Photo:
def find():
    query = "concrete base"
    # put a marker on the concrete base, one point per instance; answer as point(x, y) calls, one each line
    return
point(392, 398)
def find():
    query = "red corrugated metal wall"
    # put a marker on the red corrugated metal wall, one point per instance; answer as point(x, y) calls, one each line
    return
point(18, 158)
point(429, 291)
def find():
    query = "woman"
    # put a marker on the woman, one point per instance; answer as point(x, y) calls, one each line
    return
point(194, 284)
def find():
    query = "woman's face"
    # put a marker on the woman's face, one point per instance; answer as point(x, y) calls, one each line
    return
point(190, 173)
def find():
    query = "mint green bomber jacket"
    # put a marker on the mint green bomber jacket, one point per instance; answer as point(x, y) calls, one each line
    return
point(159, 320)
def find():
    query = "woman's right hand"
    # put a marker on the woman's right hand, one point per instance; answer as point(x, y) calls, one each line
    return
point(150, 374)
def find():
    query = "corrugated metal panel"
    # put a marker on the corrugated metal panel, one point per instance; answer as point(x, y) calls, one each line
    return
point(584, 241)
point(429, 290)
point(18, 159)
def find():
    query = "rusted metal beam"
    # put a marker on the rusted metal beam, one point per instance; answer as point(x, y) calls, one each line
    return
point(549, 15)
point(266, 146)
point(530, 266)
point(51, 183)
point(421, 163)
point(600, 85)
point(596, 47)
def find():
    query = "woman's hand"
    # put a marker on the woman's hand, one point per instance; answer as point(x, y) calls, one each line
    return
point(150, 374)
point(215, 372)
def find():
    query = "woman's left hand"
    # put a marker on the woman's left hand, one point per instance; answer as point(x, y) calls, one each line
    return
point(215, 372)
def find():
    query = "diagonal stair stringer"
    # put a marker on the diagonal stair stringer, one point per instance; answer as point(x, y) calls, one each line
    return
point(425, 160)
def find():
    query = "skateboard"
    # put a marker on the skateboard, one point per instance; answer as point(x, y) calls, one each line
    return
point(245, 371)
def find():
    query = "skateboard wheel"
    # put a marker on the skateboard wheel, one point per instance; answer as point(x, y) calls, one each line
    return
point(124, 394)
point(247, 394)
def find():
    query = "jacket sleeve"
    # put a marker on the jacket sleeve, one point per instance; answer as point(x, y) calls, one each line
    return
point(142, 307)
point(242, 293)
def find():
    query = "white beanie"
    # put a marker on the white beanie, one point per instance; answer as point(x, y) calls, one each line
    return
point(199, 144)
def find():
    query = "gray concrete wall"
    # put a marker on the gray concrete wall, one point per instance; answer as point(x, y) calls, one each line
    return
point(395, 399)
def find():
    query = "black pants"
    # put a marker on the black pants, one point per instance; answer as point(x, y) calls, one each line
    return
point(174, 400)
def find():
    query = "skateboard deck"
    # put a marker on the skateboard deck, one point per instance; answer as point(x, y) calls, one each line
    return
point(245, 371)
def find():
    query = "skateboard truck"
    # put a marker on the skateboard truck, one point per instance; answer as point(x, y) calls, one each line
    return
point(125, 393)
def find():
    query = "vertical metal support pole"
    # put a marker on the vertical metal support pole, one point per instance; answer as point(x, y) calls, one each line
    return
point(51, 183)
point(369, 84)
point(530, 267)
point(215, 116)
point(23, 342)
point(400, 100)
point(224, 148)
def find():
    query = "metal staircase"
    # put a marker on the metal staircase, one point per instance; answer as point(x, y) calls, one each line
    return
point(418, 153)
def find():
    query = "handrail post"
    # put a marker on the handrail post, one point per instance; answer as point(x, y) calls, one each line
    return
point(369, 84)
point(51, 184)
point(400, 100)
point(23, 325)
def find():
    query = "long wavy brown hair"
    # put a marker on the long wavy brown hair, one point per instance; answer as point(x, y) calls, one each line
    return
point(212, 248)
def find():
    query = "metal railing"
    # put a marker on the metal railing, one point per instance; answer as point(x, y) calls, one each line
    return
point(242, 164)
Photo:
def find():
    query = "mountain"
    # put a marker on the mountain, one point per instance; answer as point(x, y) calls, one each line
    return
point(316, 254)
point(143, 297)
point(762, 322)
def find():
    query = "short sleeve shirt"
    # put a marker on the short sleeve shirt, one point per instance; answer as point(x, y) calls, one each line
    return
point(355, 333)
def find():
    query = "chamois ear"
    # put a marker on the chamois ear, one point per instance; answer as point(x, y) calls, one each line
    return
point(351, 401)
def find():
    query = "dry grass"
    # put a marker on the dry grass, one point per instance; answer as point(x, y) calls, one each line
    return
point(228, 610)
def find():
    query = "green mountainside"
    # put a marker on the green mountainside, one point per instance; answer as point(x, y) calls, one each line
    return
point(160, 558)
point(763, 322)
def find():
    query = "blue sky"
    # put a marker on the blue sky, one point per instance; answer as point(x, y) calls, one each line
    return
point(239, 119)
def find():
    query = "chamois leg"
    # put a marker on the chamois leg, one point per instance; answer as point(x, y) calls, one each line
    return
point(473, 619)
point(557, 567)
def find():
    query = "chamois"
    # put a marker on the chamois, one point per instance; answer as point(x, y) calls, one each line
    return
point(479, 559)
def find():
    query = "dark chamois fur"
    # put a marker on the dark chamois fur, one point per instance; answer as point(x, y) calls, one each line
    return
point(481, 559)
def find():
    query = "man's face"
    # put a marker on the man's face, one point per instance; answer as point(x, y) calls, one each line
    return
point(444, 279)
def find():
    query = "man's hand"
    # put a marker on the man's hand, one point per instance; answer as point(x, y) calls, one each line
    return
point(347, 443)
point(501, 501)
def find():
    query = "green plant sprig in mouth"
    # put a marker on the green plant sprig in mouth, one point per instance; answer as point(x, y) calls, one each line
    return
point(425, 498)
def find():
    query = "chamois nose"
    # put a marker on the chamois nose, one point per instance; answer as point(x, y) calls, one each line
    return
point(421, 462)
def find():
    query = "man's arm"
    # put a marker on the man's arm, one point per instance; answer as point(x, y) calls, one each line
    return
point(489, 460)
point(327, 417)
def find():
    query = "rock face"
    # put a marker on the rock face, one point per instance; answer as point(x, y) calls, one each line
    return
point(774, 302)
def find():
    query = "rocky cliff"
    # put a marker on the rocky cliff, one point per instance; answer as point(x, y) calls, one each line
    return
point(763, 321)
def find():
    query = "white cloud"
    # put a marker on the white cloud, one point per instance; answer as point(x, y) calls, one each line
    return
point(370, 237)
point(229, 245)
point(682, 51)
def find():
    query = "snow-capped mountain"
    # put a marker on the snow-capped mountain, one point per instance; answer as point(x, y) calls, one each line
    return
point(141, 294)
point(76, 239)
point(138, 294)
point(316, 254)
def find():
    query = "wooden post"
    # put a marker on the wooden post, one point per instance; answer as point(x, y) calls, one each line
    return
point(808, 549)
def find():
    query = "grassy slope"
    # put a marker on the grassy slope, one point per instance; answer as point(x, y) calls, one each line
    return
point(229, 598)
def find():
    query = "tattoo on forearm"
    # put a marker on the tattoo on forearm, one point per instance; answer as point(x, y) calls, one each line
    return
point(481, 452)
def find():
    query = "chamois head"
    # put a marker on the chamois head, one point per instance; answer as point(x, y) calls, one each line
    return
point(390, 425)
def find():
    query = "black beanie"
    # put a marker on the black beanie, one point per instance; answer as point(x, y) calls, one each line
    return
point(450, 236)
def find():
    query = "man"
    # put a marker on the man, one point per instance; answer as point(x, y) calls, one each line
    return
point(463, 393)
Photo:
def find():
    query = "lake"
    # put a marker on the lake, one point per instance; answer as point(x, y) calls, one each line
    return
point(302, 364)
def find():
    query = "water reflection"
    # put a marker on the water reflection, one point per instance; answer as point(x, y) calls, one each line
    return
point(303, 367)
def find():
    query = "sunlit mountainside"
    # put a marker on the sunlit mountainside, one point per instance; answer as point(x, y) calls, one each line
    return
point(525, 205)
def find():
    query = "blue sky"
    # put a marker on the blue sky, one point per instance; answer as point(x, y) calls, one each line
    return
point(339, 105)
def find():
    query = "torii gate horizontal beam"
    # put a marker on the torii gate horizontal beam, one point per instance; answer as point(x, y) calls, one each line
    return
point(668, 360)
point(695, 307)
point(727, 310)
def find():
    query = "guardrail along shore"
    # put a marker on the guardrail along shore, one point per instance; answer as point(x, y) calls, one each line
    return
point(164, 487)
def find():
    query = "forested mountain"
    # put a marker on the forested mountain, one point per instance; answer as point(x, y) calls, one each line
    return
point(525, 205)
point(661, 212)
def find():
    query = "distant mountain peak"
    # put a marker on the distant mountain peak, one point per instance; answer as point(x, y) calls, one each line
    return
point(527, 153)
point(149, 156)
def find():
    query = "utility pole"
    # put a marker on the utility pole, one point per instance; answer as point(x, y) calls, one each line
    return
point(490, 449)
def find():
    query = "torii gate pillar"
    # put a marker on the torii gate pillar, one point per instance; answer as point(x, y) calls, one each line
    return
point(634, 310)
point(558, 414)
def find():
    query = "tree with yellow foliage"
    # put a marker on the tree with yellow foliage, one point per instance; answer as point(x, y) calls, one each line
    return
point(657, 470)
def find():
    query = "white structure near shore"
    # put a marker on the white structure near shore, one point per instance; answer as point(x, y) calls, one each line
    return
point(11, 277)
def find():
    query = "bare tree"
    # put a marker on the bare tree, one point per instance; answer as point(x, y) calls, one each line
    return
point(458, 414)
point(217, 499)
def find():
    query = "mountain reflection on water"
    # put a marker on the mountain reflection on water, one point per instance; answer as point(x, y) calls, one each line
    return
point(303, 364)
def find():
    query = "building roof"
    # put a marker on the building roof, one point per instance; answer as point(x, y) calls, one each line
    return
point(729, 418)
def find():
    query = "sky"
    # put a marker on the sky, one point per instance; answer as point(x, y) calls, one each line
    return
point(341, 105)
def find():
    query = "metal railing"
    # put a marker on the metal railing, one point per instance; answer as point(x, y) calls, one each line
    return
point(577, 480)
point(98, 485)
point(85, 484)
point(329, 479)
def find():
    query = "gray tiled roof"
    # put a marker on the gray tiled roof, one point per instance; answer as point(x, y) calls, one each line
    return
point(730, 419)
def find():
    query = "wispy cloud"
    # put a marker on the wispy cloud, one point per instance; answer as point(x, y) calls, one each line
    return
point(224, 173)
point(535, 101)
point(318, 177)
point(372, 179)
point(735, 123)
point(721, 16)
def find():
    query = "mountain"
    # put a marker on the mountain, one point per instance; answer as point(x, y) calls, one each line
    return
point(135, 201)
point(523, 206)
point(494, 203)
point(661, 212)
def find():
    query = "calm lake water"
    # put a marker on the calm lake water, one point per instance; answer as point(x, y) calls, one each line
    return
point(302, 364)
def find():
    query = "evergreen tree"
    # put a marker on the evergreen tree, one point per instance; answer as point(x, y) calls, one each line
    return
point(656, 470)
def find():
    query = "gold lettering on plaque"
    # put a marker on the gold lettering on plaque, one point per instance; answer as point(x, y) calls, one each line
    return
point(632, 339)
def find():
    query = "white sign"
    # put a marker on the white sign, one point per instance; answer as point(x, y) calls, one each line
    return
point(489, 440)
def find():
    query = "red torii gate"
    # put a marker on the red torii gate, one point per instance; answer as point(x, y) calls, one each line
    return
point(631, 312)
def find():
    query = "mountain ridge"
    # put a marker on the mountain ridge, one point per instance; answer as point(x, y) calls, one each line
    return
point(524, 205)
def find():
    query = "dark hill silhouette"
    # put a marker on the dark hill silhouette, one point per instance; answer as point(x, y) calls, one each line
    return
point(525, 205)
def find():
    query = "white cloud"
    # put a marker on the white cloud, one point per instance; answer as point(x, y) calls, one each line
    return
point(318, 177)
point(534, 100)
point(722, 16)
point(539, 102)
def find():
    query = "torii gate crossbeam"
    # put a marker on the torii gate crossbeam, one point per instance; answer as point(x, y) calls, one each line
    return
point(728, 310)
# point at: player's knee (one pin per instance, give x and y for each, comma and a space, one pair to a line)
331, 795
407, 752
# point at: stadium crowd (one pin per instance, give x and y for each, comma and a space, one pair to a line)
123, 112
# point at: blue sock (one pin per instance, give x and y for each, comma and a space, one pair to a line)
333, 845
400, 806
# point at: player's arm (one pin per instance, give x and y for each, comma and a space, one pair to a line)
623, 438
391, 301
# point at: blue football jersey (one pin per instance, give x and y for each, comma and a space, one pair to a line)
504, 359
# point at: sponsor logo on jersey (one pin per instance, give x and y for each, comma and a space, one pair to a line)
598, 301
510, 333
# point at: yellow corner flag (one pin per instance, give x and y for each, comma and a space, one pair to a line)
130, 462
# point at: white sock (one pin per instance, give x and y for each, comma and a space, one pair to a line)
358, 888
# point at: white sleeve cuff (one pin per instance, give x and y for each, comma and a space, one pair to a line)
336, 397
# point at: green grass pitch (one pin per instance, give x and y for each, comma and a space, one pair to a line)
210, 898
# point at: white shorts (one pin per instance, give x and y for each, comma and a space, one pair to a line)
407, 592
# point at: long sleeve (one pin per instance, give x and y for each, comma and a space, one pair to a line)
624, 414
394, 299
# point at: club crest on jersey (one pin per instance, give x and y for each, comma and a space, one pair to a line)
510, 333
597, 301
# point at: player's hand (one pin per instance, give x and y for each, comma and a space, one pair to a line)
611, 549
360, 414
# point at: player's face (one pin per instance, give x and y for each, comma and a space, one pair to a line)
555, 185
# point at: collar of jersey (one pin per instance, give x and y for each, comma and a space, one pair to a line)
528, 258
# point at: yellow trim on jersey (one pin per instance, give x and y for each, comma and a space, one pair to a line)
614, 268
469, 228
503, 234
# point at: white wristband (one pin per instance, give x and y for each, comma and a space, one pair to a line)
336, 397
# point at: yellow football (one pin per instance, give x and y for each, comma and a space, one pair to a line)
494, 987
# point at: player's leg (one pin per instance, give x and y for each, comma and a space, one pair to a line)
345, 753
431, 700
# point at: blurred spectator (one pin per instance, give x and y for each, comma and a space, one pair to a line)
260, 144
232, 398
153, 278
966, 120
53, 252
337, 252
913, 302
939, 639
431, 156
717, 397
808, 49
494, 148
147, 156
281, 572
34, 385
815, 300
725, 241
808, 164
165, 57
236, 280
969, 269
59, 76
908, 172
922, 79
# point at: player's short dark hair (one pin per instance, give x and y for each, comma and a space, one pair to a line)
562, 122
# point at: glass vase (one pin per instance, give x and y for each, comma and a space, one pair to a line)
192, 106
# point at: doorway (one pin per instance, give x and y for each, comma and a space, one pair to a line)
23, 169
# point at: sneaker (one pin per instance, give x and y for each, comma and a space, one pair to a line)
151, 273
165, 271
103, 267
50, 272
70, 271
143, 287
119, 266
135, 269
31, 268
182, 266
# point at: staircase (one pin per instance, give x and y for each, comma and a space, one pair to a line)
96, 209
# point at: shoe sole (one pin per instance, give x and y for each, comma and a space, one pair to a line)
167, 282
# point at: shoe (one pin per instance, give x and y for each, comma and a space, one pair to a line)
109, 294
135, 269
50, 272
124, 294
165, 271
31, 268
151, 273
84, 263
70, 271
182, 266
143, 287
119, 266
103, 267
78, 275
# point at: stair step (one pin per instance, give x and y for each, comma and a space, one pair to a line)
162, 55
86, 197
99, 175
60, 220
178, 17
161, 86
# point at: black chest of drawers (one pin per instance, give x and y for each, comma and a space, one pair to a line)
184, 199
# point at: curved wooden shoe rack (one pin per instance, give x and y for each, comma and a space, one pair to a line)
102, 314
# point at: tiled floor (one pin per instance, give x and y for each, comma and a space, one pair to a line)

WHAT TO PRODUCE: What lines in the data hold the word "silhouette"? Return them.

THE ANSWER:
    query = "dark hill silhouette"
    # put a marker on the dark hill silhouette, one point per instance; answer as point(x, y) calls, one each line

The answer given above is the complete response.